■ **Stated problem A**:
According to the article on money and employee happiness, what share of the surveyed executives chose enhancing benefits?
■ **Stated problem B**:
Reproduce everything from "According to this" down to "chose enhancing benefits." in the article on money and employee happiness, substituting "recruitment agency" for "staffing firm".
■ **Stated problem C**:
Write the next part of the article on money and employee happiness, picking up after its final sentence.

■ **Selected excerpt**:
========
Corporate Eye

Money and Happiness: It’s Complicated…

Greener Pastures 3

According to this story from CIOZone, a recent study by staffing firm Robert Half asked 150 senior executives (from among the 1,000 largest U. S. companies) how they would be most likely to spend money on employee-related priorities.  New hiring was the top choice for 31%, followed by salary increases (21%), bonuses (15%), and training (9%).  Just 5% chose enhancing benefits.

But is it really all about money?  In a related blog post, commentator Ellen Pearlman says:

It’s time for managers and HR executives to identify the various needs their employees have and to craft reward systems that are more personal . . . One worker may need a flexible schedule to take care of an aging parent, another may need to leave early on Wednesdays to get to a class, and still another may want to work four days a week and have a day off to pursue other interests. Some may welcome a special assignment overseas or the opportunity to work with a skunkworks group researching a new product.

As Pearlman points out, this personal approach is much harder than just adding a little to everybody’s paycheck.  It may carry a lot of added value, though, especially among employees who have lost their passion for the company.  And that group is apparently growing.
========
■ **Available data**:
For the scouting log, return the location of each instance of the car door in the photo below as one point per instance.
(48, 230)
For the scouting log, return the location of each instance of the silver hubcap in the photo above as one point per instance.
========
■ **Task output A**:
5%

■ **Task output B**:
According to this story from CIOZone, a recent study by recruitment agency Robert Half asked 150 senior executives (from among the 1,000 largest U. S. companies) how they would be most likely to spend money on employee-related priorities.  New hiring was the top choice for 31%, followed by salary increases (21%), bonuses (15%), and training (9%).  Just 5% chose enhancing benefits.

■ **Task output C**:
CIOZone notes that the annual U.S. Strategic Rewards survey from consulting firm Watson Wyatt  and HR non-profit WorldatWork finds employee engagement levels falling 9% from last year’s survey—and “top performers” were even more likely to be disengaged (a 25% topple).   There was also a 14% increase in the number of employees who have already started a new job search.

With so many people unemployed . . . it seems like having a job is a reward in itself.  But in many cases, pay cuts or freezes, shrinking opportunities, and/or increasing workloads are sapping employee satisfaction.  When hiring picks up, these folks may bolt for greener pastures–so now may be the time to find ways of rewarding them without spending more money.

Relevance for the corporate Careers site?  Employees disengaged from their companies are perfect passive candidates.  If they aren’t actively looking, they may start any minute, and if they stumble across an interesting opportunity (or receive just the right email) they may be persuadable.  So it’s a good time for the Careers site to highlight content that promotes engagement—rewards, opportunities, culture, and support for the pursuit of happiness.  It’s also a good time to enhance communications and work on building connections.  When the hiring money flows again, having a good candidate pool will be a significant competitive advantage.


(Thanks to eye of Einstein for our greener pastures.)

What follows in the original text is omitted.